Items from a data source
:::::
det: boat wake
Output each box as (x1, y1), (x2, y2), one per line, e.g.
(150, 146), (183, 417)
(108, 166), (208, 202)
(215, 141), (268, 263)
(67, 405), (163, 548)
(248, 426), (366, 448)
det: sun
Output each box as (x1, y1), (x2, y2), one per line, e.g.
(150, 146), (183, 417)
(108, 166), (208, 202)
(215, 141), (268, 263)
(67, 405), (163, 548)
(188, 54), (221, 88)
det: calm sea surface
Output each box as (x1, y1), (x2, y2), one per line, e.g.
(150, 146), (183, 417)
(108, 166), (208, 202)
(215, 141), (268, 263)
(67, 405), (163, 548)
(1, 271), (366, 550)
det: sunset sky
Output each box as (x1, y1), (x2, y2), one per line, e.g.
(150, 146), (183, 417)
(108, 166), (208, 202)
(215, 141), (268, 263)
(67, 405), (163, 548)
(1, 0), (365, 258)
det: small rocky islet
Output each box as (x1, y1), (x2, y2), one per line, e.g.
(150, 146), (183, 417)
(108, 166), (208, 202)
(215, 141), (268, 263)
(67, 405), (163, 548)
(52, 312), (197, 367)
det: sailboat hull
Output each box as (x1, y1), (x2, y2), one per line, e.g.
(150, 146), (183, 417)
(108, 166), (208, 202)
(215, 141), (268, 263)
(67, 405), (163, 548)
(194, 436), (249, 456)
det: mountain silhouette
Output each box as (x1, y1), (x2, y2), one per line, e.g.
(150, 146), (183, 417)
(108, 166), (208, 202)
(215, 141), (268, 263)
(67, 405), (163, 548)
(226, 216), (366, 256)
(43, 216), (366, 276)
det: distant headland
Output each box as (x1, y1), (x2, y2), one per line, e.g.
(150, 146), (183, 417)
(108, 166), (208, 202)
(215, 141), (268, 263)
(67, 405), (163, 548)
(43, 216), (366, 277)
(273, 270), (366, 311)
:::::
## The task
Please rewrite the part that opens with the first line of the items and closes with the line containing "(248, 426), (366, 448)" as a numbered list, with blank lines omitted.

## Reply to the task
1. det: boat wake
2. Output each box as (x1, y1), (x2, y2), one per line, e.g.
3. (150, 146), (183, 417)
4. (108, 166), (208, 202)
5. (215, 141), (268, 263)
6. (67, 405), (163, 548)
7. (248, 426), (366, 448)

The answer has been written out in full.